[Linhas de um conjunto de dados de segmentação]
____

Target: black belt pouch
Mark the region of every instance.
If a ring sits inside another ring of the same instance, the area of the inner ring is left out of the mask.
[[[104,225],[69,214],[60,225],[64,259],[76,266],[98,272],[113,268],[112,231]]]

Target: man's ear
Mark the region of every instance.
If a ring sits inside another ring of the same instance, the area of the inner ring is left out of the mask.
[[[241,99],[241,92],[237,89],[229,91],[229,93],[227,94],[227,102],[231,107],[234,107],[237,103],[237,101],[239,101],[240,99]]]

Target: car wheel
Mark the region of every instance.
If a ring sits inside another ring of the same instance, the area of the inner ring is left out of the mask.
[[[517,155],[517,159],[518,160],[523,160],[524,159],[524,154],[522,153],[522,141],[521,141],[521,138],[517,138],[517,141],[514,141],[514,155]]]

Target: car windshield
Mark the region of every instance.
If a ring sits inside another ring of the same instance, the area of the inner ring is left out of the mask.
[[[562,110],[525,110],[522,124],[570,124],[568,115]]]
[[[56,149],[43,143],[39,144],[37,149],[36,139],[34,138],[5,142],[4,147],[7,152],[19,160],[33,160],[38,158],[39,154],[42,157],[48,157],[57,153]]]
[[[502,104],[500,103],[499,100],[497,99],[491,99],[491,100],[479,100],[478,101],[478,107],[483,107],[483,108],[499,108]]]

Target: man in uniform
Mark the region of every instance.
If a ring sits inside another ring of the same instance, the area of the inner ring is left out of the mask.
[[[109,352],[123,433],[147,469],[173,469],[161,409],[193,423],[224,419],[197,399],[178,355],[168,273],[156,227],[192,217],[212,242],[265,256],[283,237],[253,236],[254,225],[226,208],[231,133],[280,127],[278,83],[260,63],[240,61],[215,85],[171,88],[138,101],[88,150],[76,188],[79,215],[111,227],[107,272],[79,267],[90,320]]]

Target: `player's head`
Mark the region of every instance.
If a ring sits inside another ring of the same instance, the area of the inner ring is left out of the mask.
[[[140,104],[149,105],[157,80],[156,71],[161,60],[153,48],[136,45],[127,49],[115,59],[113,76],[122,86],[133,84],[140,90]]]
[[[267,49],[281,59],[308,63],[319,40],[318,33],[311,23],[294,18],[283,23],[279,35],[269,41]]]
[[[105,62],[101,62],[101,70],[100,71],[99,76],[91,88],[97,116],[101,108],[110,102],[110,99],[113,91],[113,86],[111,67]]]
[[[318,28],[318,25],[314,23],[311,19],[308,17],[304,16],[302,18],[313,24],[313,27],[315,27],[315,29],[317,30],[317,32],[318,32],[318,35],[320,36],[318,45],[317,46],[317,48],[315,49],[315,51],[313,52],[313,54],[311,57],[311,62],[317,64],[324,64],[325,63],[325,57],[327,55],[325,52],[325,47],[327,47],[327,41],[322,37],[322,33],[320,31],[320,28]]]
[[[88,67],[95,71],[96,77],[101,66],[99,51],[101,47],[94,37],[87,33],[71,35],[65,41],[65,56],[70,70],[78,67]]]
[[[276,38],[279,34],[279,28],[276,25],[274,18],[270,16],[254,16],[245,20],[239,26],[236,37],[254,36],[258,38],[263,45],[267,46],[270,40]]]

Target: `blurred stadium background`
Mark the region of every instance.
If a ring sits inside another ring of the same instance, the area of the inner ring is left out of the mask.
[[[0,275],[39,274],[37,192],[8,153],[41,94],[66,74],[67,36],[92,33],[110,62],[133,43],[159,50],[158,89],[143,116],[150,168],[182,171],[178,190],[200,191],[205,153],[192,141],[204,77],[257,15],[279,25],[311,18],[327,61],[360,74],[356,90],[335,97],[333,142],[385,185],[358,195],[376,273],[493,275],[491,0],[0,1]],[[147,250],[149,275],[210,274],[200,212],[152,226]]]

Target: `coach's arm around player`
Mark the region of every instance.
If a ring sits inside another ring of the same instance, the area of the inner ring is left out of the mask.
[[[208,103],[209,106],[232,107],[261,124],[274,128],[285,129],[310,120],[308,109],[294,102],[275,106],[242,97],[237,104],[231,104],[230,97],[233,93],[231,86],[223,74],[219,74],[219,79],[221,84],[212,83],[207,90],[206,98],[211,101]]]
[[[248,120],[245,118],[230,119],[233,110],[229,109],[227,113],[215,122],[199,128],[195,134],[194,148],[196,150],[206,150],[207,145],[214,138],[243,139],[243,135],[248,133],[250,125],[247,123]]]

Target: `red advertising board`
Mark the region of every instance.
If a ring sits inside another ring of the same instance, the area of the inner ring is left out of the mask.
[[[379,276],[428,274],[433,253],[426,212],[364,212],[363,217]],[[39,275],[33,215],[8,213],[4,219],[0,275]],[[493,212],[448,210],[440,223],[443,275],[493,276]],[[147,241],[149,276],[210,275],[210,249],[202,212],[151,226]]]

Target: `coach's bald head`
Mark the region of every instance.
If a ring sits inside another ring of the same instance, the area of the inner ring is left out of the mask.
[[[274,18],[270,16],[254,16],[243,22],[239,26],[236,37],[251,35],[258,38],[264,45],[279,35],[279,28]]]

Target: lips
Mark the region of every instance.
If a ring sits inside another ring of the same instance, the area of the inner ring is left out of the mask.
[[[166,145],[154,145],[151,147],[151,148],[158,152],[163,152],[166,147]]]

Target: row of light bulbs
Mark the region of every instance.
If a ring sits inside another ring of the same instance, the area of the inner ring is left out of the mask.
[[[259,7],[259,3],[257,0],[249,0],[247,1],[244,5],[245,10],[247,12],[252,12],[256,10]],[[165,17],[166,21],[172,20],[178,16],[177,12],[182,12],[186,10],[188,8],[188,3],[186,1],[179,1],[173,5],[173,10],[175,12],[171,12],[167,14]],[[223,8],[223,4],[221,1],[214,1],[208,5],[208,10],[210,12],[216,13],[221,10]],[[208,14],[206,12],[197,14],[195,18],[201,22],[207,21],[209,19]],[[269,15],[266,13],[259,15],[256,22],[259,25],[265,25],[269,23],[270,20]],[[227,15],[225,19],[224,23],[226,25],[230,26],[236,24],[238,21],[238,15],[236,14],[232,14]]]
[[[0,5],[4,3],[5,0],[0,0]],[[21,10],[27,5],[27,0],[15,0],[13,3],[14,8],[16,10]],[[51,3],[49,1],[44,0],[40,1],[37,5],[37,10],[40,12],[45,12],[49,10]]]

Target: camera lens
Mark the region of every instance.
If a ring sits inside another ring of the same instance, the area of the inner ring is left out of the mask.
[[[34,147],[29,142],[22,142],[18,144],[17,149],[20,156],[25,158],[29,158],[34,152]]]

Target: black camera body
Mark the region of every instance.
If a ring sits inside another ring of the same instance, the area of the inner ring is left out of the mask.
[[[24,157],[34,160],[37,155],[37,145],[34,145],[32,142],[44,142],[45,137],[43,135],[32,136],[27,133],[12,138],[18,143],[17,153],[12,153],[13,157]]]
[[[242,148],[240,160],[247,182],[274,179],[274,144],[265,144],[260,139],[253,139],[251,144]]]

____

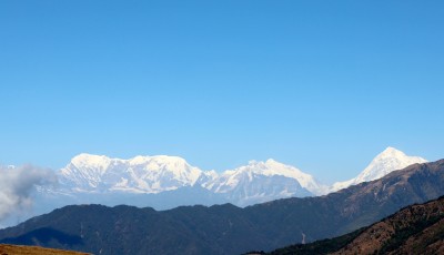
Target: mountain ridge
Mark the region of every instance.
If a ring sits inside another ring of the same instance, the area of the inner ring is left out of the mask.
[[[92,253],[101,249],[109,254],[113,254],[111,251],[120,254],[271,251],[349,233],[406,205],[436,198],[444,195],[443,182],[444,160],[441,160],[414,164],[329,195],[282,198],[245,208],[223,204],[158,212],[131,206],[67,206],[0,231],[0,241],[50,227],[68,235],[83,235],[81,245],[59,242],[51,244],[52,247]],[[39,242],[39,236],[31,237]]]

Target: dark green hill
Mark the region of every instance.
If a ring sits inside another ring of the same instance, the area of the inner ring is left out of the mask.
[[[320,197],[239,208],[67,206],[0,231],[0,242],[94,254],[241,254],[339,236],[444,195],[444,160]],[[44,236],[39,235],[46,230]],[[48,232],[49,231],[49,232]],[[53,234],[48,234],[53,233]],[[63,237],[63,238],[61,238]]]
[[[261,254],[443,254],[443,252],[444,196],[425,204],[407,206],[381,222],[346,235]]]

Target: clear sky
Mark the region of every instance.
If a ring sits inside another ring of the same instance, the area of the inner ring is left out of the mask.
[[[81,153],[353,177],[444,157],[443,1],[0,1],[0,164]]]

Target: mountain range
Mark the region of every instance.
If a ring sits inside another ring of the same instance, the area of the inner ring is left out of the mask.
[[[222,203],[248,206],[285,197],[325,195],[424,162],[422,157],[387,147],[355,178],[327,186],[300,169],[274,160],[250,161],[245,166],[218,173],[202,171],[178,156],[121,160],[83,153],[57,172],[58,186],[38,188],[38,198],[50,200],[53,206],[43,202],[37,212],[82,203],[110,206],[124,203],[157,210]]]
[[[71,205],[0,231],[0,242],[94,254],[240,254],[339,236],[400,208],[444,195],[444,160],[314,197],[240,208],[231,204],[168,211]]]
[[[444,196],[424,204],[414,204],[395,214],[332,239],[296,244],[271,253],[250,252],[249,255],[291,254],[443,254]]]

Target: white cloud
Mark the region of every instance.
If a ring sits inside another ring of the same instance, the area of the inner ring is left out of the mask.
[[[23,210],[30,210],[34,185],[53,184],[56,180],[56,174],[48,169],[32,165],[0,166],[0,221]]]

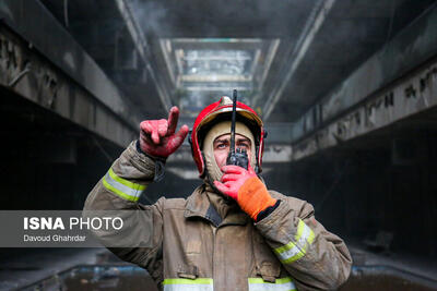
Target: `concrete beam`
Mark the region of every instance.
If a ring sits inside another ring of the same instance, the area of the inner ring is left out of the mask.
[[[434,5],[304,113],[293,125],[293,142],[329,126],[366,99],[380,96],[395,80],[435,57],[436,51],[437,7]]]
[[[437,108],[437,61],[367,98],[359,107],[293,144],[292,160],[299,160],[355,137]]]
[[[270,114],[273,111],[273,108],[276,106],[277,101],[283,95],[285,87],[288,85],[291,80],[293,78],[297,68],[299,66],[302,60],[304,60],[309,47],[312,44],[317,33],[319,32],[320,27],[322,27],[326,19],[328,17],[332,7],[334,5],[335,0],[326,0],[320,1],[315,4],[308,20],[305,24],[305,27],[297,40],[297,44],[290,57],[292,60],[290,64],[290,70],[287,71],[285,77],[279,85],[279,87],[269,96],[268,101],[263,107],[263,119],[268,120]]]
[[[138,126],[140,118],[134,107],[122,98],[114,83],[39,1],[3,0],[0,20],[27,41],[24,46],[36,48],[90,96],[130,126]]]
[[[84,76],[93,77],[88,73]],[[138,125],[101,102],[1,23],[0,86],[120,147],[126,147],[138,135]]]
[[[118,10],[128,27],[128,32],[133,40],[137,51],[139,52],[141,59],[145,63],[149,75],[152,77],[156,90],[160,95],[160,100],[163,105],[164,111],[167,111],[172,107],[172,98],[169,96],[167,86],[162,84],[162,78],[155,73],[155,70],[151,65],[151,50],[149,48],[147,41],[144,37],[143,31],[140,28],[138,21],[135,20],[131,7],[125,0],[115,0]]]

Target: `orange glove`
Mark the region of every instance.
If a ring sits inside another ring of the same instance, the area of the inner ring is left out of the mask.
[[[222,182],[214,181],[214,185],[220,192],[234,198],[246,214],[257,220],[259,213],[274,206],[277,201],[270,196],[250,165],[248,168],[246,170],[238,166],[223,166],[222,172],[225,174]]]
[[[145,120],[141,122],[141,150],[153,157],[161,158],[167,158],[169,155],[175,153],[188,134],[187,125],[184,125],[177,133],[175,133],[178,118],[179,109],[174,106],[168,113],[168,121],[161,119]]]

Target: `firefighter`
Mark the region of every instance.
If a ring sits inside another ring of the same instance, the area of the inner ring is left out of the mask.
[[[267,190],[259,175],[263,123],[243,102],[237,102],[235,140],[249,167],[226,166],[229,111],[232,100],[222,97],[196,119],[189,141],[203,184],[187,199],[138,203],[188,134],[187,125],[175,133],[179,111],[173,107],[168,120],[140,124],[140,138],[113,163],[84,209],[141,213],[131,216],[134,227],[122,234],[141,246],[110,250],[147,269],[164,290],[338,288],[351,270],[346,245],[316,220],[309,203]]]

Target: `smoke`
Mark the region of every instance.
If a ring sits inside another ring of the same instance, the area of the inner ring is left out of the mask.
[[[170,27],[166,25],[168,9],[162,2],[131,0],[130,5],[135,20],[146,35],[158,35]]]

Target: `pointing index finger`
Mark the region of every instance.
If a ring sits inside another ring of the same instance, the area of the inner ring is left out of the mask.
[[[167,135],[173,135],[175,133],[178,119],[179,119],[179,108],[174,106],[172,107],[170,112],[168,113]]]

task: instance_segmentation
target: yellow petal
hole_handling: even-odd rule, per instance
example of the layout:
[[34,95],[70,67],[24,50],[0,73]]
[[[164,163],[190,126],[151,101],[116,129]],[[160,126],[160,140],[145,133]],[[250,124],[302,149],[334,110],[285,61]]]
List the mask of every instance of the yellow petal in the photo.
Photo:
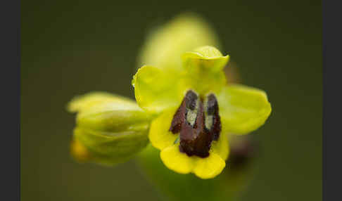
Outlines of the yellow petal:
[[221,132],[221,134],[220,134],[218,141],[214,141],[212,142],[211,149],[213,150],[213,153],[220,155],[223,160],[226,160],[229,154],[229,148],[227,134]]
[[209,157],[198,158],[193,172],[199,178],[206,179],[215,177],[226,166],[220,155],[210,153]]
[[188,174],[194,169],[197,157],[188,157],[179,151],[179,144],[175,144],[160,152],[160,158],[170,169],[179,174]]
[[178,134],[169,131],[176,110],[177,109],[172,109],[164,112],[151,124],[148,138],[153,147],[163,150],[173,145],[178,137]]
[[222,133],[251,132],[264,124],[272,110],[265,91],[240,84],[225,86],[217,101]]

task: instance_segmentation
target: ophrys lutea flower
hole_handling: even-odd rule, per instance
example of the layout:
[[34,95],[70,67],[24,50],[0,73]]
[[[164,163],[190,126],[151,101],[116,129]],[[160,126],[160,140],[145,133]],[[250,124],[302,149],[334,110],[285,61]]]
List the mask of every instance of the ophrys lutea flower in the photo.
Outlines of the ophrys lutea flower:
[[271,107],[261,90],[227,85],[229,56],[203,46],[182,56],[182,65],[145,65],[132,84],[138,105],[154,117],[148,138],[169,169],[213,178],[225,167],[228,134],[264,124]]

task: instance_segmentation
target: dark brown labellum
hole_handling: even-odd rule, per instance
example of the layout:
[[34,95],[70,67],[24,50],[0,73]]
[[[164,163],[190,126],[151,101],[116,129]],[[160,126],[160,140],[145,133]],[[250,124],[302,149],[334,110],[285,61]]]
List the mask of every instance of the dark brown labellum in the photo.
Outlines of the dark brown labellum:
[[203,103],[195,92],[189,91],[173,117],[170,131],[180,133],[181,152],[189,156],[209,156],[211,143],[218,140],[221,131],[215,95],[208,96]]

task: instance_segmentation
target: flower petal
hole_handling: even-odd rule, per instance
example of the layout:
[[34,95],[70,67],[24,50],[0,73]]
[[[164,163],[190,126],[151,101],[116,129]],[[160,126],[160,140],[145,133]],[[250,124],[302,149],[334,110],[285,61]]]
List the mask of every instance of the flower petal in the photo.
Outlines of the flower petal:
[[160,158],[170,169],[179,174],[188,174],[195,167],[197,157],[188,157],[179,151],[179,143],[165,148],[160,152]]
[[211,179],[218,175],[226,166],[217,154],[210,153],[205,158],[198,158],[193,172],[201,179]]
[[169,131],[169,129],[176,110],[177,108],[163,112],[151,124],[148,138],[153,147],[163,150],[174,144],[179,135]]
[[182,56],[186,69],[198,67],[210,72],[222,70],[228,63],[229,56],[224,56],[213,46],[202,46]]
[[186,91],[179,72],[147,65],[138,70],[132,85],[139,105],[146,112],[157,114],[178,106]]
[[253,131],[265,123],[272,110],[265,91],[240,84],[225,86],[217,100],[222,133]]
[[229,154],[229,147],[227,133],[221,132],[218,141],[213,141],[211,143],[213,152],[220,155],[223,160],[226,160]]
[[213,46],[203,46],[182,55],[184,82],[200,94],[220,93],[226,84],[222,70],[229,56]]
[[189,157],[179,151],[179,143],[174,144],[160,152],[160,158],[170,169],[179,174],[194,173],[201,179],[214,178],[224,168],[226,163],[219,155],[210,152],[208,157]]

____

_TAREFA PROPOSTA_
Localize e copie cada linha dos itens acima que contenha a palavra "camera". Diferencie maiúsculas de minúsculas.

_RESPOSTA COMPLETA_
Target: camera lens
Target: black camera body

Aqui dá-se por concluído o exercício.